Task objective ▸
Wherever a line of the records contains "below", copy that line.

::: Data provided :::

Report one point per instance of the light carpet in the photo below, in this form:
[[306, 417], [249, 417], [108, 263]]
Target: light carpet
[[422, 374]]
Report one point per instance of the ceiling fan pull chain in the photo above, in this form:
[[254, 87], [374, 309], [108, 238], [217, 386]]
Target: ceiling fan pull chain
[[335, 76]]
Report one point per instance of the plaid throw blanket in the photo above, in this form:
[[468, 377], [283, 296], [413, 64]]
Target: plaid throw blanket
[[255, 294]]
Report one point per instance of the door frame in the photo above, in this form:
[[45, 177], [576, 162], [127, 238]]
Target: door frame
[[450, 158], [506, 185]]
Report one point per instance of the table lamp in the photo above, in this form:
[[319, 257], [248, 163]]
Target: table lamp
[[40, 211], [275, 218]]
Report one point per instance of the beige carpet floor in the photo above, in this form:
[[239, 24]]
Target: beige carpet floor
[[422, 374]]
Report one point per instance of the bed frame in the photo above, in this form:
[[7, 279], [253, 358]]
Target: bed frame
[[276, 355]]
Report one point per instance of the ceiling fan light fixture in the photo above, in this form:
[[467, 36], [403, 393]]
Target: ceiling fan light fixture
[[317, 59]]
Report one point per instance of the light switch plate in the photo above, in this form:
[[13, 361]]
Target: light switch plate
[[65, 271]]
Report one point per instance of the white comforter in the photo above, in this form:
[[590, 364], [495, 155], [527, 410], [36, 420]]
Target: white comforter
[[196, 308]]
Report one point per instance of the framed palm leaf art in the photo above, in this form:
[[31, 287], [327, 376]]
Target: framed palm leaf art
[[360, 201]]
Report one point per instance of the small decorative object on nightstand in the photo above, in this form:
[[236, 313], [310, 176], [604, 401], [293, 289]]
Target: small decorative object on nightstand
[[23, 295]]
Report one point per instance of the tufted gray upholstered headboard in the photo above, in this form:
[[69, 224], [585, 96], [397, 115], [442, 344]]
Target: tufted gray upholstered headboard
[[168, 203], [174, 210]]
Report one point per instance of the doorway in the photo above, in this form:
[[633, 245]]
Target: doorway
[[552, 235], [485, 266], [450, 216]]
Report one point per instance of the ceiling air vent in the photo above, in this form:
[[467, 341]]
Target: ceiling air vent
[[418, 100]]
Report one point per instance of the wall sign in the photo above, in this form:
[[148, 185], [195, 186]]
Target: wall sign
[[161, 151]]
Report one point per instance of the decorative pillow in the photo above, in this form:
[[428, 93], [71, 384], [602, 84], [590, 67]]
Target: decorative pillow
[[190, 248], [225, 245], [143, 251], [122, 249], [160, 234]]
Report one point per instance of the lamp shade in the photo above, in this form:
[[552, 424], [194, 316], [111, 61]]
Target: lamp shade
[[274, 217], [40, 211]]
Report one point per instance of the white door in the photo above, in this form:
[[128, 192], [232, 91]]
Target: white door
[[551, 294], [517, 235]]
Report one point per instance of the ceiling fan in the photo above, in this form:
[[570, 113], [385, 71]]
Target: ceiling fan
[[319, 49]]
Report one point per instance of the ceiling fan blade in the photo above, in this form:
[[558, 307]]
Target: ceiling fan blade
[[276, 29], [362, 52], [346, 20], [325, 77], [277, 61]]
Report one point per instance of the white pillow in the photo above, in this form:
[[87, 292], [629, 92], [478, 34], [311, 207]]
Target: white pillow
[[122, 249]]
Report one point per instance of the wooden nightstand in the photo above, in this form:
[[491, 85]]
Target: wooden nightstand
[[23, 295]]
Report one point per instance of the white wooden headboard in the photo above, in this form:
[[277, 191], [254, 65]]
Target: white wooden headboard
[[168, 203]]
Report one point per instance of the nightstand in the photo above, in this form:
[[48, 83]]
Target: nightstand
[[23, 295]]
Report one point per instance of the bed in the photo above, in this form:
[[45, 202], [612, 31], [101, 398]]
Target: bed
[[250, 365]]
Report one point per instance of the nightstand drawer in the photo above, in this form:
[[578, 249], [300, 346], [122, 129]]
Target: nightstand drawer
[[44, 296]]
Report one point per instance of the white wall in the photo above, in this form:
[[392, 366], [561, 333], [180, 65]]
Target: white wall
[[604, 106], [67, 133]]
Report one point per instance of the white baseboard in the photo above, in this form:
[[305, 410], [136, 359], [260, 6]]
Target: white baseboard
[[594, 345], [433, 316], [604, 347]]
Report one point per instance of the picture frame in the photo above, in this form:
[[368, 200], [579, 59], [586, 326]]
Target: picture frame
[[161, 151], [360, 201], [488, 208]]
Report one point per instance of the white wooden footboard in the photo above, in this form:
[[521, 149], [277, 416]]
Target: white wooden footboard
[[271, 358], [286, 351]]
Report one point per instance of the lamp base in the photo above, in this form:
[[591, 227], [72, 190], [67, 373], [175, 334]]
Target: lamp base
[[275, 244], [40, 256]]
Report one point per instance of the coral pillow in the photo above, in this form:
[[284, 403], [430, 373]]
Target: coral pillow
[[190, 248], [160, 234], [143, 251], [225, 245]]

:::
::: Data provided :::

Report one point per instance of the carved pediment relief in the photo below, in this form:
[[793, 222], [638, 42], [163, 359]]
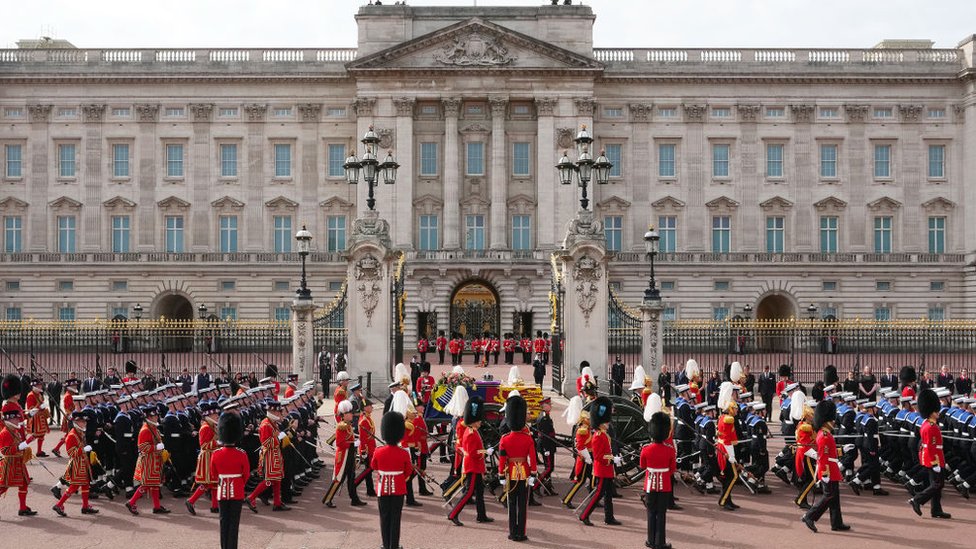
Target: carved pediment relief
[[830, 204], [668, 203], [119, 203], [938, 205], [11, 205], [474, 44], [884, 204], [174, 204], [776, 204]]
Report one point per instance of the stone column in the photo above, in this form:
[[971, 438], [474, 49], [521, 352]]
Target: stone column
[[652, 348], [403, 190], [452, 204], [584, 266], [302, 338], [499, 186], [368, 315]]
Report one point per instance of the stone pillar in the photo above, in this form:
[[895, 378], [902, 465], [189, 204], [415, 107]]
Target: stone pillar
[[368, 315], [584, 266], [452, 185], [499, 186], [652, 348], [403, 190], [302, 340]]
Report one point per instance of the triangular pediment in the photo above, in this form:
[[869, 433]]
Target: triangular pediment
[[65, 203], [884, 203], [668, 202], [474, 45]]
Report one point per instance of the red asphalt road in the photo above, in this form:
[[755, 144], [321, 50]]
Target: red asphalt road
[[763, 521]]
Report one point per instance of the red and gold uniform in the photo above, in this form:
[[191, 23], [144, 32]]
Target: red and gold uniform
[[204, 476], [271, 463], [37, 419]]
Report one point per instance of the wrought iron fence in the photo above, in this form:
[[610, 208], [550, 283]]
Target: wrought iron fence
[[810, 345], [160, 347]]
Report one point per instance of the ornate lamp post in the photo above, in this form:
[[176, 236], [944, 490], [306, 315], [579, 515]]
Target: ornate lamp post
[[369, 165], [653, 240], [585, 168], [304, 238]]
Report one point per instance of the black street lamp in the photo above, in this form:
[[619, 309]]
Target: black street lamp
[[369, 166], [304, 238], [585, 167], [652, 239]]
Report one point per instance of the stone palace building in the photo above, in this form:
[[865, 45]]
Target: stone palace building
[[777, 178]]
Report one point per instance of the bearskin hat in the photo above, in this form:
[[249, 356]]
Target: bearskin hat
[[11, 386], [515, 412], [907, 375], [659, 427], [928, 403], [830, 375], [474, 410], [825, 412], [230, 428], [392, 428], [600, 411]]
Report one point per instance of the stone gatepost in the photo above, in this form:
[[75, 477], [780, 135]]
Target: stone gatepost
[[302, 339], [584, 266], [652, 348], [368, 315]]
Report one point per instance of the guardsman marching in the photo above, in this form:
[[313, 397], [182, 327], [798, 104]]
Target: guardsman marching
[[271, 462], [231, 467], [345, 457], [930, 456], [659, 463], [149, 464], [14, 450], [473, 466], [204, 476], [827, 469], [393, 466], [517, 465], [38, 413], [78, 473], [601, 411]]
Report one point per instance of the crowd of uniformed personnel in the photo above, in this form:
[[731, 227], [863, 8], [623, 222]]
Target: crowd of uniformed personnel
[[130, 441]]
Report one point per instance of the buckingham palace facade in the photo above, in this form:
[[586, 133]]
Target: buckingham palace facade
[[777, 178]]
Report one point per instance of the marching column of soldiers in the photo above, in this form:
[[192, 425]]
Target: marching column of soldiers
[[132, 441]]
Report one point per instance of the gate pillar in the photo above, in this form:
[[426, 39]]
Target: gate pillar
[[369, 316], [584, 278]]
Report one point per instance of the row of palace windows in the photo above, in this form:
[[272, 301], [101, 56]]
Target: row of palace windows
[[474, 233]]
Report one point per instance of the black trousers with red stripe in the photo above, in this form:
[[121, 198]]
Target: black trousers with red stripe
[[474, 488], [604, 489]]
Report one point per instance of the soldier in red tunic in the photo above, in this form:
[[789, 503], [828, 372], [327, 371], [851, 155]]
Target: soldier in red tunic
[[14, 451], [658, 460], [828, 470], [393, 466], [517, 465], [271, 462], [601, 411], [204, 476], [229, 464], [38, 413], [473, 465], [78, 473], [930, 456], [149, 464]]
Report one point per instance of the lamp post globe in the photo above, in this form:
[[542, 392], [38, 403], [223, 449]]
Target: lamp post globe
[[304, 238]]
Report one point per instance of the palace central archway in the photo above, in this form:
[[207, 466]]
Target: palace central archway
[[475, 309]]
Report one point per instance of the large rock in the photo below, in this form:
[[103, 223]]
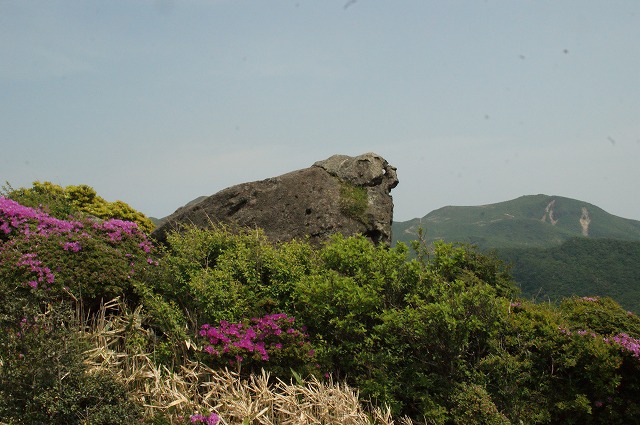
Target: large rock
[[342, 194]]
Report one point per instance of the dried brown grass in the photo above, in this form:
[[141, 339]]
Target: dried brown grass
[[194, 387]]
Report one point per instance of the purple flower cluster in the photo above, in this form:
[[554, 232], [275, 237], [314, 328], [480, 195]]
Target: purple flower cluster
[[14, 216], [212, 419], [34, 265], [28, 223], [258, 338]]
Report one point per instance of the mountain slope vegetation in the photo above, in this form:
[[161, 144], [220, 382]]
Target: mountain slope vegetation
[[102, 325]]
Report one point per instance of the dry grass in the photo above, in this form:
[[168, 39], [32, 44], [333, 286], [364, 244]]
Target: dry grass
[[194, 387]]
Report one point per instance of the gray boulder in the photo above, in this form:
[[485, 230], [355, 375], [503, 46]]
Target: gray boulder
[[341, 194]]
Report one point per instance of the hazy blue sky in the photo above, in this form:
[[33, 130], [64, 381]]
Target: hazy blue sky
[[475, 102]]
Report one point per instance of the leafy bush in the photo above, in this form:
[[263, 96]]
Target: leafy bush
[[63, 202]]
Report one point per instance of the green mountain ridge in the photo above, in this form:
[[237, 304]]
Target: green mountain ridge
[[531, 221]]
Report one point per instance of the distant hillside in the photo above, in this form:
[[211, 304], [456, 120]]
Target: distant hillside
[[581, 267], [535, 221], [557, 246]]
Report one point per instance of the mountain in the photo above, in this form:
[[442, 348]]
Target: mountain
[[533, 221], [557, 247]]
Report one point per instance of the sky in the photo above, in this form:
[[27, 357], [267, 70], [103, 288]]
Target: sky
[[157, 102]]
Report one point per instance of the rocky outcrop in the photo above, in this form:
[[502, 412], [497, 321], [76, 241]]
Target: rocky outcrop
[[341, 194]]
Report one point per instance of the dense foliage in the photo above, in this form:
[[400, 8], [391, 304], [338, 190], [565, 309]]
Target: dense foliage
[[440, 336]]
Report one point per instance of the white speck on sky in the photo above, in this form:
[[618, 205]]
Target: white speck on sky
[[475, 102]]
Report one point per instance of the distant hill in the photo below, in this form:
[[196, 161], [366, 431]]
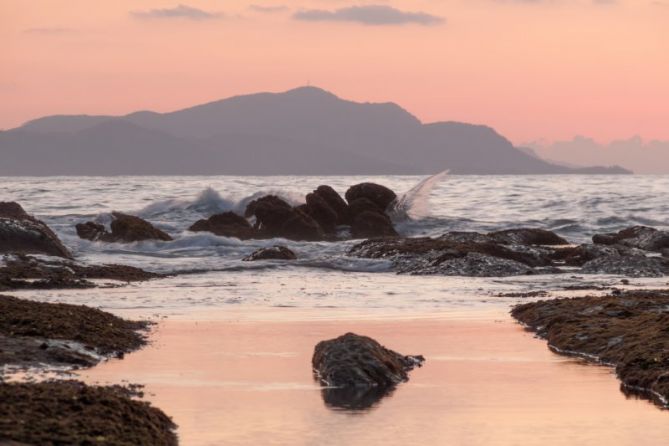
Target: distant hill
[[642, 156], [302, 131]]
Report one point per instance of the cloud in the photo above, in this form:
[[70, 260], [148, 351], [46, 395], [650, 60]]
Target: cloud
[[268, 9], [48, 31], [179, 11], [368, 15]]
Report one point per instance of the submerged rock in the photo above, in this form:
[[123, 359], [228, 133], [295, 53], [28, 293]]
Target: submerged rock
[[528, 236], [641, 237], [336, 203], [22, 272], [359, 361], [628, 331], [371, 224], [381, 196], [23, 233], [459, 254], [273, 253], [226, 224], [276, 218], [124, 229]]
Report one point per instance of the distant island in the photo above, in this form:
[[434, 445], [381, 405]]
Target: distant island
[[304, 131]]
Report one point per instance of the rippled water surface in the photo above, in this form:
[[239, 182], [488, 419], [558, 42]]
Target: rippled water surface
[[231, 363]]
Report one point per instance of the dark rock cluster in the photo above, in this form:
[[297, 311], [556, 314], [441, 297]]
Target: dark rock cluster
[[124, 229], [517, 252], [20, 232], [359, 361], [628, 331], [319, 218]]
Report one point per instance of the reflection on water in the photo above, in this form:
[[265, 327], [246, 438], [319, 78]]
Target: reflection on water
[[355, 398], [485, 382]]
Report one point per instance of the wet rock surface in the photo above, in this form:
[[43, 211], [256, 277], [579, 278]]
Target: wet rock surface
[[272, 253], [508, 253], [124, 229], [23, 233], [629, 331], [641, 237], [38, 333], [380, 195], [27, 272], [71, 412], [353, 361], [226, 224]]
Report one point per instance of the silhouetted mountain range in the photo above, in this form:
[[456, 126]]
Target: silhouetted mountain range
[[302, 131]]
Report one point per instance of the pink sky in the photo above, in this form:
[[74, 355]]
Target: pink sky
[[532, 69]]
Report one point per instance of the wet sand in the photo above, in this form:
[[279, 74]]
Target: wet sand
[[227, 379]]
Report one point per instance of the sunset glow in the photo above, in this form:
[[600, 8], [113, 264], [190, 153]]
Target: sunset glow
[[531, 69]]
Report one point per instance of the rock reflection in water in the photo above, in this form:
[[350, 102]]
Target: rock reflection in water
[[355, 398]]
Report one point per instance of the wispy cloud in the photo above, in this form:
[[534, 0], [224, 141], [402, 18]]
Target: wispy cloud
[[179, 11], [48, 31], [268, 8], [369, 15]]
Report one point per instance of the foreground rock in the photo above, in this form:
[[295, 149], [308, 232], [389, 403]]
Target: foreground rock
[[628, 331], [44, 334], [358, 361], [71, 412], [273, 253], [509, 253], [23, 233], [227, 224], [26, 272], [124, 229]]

:::

Output of the task ▸
Report one point per instance of the light carpet in the photo below, in this form:
Report one point per instance of the carved pediment relief in the photo below, in this form:
Report one point per instance of the large rock in the photo below, in this form:
Report one point per instance of the distant hill in the photo below, in this form:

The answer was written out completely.